▸ 提取文本:
++++++++++
教你如何自动筛选显著变量

以下stata源代码来自于宝器兄的分享,整个过程需要使用stata和Python小程序。其中Python小程序是为了生成变量的所有排列组合,可通过下文获取链接。

解释变量这么多,到底应该怎么选才显著?

本文是根据自己理解对源代码做简要解释,辅助大家理解这段代码,以期举一反三。

一、目标显著变量:单个

假设我们现在的需求是:找到能使变量mpg显著的其他解释变量组合,同时其他解释变量中需要包含rep78

注:以下示例中,从foreign weight length headroom turn中获取目标变量组合。

*导入示例数据
sysuse auto, clear

*必须存在的解释变量(选填)
local fixed_vars "rep78"
*解释变量组合(来自python)
local var_lists = "foreign weight length headroom turn foreign,weight foreign,length foreign,headroom foreign,turn weight,length weight,headroom weight,turn length,headroom length,turn headroom,turn foreign,weight,length foreign,weight,headroom foreign,weight,turn foreign,length,headroom foreign,length,turn foreign,headroom,turn weight,length,headroom weight,length,turn weight,headroom,turn length,headroom,turn foreign,weight,length,headroom foreign,weight,length,turn foreign,weight,headroom,turn foreign,length,headroom,turn weight,length,headroom,turn foreign,weight,length,headroom,turn"

*找到显著变量并显示出
foreach var_list of local var_lists{
    local var_list : subinstr local var_list "," " ", all
    qui regress price mpg `fixed_vars' `var_list'
    
    if (_se[mpg] != 0 & abs(_b[mpg]/_se[mpg])>2){
        display in r"`fixed_vars'" " " "`var_list'"
        local con_var_lists = "`con_var_lists'" + "," + "`var_list'"
    }
}

*对显著变量进行回归
local con_var_lists : subinstr local con_var_lists " " ".", all
local con_var_lists : subinstr local con_var_lists "," " ", all

foreach con_var_list of local con_var_lists{
    local con_var_list : subinstr local con_var_list "." " ", all
    regress price mpg `fixed_vars' `con_var_list'
}

知识点1:局部宏

local lclname [=exp | :extended_fcn | "[string]" | `"[string]"']

局部宏后面可以跟

  • 表达式
  • 扩展函数
  • “字符串”
  • `"字符串"'(字符串中含双引号时用)

local fixed_vars "rep78" 字符串

local var_lists = "foreign weight length..." 表达式

local var_list : subinstr local var_list "," " ", all 扩展函数

2.foreach循环

foreach var_list of local var_lists{
    ...
}
  • foreach lname of local lmacname {
  • foreach lname of global gmacname {

foreach lname of local list { ... } and foreach lname of global list { ... } obtain the list from the indicated place. This method of using foreach produces the fastest executing code.

官方示例:

local grains "rice wheat corn rye barley oats"
foreach x of local grains {
    display "`x'"
}

global money "Franc Dollar Lira Pound"
foreach y of global money {
    display "`y'"
}

所以有

local var_lists = "...."
foreach var_list of local var_lists{
   ...
}

注意:foreach遍历时,识别符号为空格

3.subinstr函数

subinstr(s1,s2,s3,n)
Description: s1, where the first n occurrences in s1 of s2 have been replaced with s3

意思是“将字符串s1中的字符串s2出现的前n个,替换成字符串s3。”
++++++++++
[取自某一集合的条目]

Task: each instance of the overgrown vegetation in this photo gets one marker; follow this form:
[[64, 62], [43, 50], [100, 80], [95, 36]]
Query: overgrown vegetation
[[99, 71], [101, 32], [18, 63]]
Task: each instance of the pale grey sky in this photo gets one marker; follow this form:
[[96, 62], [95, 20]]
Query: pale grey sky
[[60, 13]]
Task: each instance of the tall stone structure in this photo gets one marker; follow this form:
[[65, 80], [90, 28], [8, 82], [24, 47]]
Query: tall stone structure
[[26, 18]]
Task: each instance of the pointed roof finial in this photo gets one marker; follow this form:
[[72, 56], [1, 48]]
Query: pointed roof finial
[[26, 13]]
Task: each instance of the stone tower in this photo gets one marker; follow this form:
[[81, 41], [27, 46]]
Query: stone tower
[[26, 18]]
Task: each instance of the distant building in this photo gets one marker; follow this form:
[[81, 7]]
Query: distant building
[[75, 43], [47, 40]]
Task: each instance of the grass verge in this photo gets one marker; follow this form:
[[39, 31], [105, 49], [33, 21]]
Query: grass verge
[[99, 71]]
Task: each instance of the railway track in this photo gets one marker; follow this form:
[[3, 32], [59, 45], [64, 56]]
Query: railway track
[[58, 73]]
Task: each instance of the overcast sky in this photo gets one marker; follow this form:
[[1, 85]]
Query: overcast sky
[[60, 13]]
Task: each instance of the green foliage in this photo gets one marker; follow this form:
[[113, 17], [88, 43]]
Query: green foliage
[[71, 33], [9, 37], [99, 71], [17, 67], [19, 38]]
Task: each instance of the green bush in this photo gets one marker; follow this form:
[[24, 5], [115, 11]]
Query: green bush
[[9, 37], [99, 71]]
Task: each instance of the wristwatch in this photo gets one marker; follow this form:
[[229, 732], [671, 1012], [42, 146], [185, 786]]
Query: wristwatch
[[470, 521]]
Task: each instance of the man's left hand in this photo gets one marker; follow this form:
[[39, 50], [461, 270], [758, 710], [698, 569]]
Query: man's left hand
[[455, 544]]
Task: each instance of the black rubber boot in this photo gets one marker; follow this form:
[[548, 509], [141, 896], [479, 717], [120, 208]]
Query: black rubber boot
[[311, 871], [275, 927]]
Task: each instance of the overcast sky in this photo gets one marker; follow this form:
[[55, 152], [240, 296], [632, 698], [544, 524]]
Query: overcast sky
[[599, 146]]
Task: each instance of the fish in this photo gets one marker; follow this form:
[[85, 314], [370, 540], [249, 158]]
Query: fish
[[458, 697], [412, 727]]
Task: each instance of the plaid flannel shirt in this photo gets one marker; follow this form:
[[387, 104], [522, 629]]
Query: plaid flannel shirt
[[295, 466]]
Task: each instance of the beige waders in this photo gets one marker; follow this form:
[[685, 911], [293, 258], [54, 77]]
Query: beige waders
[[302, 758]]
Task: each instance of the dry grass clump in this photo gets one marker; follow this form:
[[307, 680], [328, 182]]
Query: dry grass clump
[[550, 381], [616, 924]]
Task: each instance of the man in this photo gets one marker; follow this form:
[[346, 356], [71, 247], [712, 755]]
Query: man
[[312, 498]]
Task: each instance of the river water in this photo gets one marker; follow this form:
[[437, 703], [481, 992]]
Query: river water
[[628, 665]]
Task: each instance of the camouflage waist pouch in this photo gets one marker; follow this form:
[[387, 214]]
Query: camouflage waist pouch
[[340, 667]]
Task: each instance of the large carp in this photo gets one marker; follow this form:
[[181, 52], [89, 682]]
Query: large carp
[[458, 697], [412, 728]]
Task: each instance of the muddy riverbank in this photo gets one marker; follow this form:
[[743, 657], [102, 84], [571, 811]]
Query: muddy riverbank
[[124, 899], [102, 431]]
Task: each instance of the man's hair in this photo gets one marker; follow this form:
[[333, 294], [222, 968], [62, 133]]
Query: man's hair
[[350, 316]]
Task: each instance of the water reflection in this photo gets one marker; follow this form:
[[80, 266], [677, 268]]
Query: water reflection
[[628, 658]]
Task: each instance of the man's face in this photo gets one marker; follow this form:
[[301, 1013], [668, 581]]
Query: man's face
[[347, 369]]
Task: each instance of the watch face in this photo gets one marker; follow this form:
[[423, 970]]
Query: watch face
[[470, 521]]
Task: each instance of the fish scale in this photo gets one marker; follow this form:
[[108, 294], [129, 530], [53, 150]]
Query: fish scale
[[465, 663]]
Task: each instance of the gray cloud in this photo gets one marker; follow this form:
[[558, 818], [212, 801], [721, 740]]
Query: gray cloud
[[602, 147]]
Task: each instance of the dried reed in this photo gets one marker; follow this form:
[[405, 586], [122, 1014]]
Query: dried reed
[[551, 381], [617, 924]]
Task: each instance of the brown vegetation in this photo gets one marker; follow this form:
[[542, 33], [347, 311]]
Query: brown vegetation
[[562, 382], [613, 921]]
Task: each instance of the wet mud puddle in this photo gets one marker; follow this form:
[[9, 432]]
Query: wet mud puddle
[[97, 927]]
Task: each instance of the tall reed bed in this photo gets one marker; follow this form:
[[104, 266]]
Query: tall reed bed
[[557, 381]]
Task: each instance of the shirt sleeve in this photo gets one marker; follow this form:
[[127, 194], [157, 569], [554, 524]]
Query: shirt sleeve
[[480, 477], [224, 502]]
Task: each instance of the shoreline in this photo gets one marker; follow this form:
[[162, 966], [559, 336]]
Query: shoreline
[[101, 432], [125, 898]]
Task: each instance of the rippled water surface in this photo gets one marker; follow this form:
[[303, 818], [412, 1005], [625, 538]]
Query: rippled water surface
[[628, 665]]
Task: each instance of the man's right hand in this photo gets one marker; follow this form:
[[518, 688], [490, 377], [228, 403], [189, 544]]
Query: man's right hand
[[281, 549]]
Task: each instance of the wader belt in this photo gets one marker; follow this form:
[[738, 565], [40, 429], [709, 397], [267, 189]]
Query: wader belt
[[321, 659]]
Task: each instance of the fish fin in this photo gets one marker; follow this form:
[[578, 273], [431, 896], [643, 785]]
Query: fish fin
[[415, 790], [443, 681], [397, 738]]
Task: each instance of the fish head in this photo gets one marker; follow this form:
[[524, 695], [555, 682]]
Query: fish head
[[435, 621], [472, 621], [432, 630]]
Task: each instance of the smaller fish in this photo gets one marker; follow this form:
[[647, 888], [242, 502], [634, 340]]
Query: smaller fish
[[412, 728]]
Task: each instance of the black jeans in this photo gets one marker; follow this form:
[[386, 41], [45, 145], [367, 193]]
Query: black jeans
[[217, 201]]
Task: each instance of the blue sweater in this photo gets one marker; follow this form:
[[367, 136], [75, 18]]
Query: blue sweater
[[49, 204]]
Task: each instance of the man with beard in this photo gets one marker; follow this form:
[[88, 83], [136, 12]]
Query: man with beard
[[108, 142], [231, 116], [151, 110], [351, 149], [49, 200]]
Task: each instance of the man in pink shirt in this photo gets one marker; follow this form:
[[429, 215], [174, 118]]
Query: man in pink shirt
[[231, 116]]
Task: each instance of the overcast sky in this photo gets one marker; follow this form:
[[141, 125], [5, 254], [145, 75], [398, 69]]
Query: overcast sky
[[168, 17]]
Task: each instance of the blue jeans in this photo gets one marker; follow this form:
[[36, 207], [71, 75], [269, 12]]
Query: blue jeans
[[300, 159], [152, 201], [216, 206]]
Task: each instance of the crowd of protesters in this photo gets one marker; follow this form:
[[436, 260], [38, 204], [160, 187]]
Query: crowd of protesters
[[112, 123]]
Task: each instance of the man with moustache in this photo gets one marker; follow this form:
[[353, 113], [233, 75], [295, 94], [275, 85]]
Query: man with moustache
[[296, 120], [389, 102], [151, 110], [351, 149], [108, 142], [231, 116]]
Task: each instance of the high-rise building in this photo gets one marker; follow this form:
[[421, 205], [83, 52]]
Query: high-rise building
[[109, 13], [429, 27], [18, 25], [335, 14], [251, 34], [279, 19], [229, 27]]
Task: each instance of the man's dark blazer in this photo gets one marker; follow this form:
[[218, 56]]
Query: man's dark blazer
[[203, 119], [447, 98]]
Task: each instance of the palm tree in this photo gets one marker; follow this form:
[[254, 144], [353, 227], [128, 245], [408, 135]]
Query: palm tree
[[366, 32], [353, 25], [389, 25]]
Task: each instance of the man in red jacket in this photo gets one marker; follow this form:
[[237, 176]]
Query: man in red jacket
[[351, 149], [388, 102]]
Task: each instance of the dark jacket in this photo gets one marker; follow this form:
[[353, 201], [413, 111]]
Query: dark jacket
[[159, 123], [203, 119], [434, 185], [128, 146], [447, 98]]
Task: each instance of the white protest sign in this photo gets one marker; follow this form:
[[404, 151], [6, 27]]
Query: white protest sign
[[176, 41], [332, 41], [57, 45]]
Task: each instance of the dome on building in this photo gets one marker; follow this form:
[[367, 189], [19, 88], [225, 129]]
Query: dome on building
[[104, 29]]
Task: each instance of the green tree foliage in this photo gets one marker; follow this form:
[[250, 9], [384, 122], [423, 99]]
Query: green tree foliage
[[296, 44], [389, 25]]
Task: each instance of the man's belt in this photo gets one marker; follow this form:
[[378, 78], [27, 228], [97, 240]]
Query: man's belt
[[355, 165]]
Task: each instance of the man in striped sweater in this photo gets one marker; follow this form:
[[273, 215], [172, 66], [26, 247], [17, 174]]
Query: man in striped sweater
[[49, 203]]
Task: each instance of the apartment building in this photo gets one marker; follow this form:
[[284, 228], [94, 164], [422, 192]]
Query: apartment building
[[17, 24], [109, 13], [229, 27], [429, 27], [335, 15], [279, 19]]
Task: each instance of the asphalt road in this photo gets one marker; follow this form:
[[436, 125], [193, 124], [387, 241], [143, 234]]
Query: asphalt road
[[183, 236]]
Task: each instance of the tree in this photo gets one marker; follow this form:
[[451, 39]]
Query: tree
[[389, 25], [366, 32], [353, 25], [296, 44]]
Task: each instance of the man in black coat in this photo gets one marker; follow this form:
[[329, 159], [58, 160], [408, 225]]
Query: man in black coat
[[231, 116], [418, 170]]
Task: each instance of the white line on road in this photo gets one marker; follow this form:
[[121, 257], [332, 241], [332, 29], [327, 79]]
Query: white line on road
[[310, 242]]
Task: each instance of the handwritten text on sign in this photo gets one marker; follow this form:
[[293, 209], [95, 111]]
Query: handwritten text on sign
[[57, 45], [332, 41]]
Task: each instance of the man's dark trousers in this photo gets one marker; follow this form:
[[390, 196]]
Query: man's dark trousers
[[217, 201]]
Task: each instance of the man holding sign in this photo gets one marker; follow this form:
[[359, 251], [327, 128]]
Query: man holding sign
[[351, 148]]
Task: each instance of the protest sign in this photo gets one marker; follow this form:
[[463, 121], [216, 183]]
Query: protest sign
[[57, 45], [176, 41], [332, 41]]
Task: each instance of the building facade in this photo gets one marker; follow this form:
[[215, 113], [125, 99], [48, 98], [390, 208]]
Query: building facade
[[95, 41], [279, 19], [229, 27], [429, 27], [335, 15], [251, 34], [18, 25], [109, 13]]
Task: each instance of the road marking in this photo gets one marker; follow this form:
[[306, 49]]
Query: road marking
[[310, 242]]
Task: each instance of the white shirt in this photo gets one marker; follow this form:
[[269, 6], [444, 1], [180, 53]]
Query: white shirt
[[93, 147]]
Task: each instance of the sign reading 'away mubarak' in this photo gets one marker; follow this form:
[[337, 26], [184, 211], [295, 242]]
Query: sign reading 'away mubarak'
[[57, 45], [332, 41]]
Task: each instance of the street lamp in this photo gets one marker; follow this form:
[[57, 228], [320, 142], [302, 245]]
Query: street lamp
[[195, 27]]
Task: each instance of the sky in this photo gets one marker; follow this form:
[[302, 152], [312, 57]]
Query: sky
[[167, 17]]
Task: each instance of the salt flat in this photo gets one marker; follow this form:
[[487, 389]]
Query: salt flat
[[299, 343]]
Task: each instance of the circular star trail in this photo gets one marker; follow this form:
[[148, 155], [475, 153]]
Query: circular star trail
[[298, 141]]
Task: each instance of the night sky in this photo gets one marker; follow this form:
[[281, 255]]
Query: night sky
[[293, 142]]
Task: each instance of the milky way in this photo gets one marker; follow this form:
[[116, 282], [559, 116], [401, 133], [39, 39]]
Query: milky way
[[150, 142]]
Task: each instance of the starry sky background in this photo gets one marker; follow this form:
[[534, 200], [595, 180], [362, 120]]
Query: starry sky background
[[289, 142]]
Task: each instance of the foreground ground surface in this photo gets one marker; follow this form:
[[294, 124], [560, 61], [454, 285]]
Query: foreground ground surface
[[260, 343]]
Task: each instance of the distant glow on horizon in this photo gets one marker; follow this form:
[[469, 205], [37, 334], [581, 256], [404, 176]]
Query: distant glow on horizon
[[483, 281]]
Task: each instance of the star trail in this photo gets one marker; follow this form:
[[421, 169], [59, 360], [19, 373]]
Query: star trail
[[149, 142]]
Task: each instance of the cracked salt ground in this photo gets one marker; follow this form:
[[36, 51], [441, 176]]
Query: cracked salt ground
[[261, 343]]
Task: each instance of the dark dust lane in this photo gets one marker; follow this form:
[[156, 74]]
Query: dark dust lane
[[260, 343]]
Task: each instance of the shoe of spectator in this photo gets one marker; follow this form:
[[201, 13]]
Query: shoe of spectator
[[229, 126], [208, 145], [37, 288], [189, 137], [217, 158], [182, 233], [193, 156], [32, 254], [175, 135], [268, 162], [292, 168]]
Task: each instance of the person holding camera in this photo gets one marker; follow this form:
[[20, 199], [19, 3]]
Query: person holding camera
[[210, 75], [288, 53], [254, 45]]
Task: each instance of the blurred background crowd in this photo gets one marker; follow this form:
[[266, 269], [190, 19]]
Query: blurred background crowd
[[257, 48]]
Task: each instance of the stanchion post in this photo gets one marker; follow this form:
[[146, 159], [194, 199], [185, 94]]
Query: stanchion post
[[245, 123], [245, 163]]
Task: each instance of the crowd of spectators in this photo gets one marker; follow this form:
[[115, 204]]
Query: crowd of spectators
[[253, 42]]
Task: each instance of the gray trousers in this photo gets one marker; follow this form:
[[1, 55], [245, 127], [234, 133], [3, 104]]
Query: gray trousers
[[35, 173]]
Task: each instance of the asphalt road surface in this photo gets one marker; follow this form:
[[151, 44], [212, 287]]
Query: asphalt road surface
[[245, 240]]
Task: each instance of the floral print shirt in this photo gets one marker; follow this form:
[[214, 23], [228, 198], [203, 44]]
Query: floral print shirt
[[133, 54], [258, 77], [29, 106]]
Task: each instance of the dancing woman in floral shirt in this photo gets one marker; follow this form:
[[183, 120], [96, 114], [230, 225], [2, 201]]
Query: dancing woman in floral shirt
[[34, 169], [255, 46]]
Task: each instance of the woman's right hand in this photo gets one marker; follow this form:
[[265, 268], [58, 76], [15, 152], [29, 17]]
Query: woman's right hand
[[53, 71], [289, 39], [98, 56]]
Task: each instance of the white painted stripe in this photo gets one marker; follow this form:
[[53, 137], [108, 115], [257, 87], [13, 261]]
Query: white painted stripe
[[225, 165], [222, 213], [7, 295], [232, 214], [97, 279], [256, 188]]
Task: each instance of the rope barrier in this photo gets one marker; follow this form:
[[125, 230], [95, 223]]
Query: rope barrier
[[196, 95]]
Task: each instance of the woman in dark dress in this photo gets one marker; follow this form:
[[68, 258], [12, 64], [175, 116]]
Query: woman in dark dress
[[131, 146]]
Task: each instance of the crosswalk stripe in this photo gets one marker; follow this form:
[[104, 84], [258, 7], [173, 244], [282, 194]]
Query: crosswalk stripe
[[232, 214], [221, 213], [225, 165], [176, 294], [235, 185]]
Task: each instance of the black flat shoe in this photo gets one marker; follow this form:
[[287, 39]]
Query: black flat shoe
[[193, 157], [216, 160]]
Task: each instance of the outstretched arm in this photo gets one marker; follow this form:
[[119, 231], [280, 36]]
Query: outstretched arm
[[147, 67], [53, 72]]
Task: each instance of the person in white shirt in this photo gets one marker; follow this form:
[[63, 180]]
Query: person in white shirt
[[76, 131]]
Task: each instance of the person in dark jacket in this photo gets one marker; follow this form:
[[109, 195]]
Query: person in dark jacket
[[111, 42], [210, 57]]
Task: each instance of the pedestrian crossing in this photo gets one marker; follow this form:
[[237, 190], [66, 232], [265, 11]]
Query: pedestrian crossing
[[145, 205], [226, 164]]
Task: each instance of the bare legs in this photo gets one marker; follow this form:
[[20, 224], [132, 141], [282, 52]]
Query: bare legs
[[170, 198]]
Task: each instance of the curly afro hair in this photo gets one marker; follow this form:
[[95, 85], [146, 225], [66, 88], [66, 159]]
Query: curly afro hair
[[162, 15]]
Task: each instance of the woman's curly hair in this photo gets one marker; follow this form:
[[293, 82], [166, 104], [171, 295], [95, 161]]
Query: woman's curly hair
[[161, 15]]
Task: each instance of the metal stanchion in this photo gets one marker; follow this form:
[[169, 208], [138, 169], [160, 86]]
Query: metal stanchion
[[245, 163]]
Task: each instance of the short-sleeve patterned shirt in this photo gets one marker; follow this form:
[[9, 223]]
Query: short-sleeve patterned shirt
++++++++++
▸ 题目设定: 从讲解用Stata自动筛选显著变量的那篇文章的最后一句之后接着往下写。

▸ 练习输出:
对于我们的代码:

local var_list : subinstr local var_list "," " ", all

其想表达的意思是将,换成空格,这样做的原因是后面使用regress命令时,变量之间是以空格作为分隔。我们可以把这块功能单独拿出来看看:

local var_lists = "foreign foreign,weight foreign,weight,length foreign,weight,length,headroom foreign,weight,length,headroom,turn"
        foreach var_list of local var_lists {
            local var_list : subinstr local var_list "," " ", all
            display "`var_list'"
        }

foreign
foreign weight
foreign weight length
foreign weight length headroom
foreign weight length headroom turn

对比下,显然如果把foreign,weight,length,headroom,turn放入regress命令中是会报错的。

local var_lists = "foreign foreign,weight foreign,weight,length foreign,weight,length,headroom foreign,weight,length,headroom,turn"
        foreach var_list of local var_lists {
            display "`var_list'"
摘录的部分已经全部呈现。